Se declaró de acuerdo. Añadió que muchas veces le había pasado por la cabeza el hacerlo pero que siempre la detenía una extraña aprensión. Resultado, que desde que se ausentó, en plena niñez, jamás había vuelto a poner los pies en las sucias arenas de Somorrostro.
Ese barrio de barracas, reducido ahora una mínima expresión y condenado a la desaparición absoluta, era aún, hace doce años, una gigantesca aglomeración extendida desde la pescadora Barceloneta hasta la desembocadura de Bogatell, fétida cloaca con apariencias de arroyo.
Somorrostro era un poblado al margen, que acaso habría sido ignorado de todo el mundo de no cobrar actualidad periodística de vez en cuando. En las duras jornadas de invierno, el mar, convertido en verdugo, azota las chozas. Acuden bomberos y sanitarios a disputarle sus presas. Al día siguiente se restablece la calma. Pero el parte de guerra registra por lo general un par de muertos, algunos heridos y varias familias sin hogar. Y hasta el siguiente temporal.

Información proporcionada

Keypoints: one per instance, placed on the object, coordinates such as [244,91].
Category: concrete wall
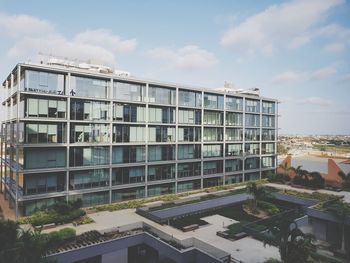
[119,256]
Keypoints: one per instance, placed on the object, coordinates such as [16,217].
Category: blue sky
[295,51]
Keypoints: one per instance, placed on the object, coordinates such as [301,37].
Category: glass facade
[129,112]
[45,108]
[126,91]
[88,87]
[88,179]
[43,82]
[190,98]
[189,151]
[88,156]
[162,95]
[128,154]
[45,133]
[89,110]
[108,133]
[128,175]
[213,101]
[92,133]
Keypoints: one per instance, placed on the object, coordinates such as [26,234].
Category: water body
[316,164]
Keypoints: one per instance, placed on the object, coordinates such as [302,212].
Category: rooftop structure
[86,131]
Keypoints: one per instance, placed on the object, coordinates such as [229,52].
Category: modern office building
[73,131]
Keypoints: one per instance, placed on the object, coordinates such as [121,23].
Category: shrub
[269,208]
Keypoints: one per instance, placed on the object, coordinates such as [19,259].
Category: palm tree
[20,246]
[258,193]
[285,168]
[293,244]
[342,211]
[346,179]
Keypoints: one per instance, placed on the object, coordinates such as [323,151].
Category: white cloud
[188,57]
[288,77]
[288,24]
[317,101]
[20,25]
[105,38]
[33,35]
[322,73]
[335,47]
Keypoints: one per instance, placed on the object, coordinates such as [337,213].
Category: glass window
[252,148]
[45,133]
[89,110]
[233,165]
[128,194]
[268,107]
[88,156]
[189,116]
[234,134]
[161,152]
[232,179]
[267,162]
[268,148]
[212,182]
[127,91]
[161,172]
[234,149]
[234,103]
[189,134]
[89,87]
[212,134]
[252,120]
[36,158]
[268,135]
[163,189]
[44,108]
[92,199]
[268,121]
[252,105]
[189,151]
[43,82]
[213,118]
[190,98]
[188,169]
[234,119]
[252,134]
[128,133]
[252,163]
[213,167]
[212,150]
[188,186]
[129,112]
[86,179]
[128,175]
[44,183]
[213,101]
[161,114]
[161,95]
[93,133]
[128,154]
[161,134]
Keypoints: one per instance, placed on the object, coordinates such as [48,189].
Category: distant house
[328,169]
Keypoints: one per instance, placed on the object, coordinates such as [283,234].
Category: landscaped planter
[325,215]
[295,199]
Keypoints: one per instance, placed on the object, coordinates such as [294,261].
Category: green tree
[342,211]
[293,244]
[20,246]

Objetivo del ejercicio
Prosiga el fragmento sobre el barrio de Somorrostro a partir de su última oración. El listado procede de una fuente distinta.

Espacio de respuesta
Allí nació Carmen Amaya. Y cuando regresó allí, a despecho de no haberse iniciado todavía la demolición de las barracas, el barrio había sufrido la suficiente transformación para que la famosa gitana vacilara acerca del adecuado camino.
- Más allá, detrás del Hospital del Parque…- indicó a quienes la acompañábamos.
Anduvimos un centenar de metros al pie de los gigantescos gasómetros. Carmen se detuvo.
-Esto me lo han cambiado… Aquí echaban el carbón.
Y canturreo la conocida copia: “Mi calle ya no es mi calle…”
No obstante, habíamos embocado ya la “calle mayor” de Somorrostro. Las puertas de la barraca empezaron a vomitar chicos desnudos y andrajosos, mujeres deformes y vestidas de luto, atraídos por la curiosidad…
Hasta que un grito agudo, casi histérico, repetido inmediatamente por centenares de gargantas, desbarató la calma de la tarde y del mar veraniegos.
- ¡Carmen! ¡La Amaya! ¡Carmen…!
Fue un clarinazo que puso en vilo a todo el Somorrostro, conmocionado por el retorno de la hija pródiga. De los gasómetros al Bogatell, el grito de “La Amaya” movió a las mujeres a abandonar los fogones, a los niños a cesar los juegos y a los hombre a soltar los naipes en los sórdidos tabernuchos.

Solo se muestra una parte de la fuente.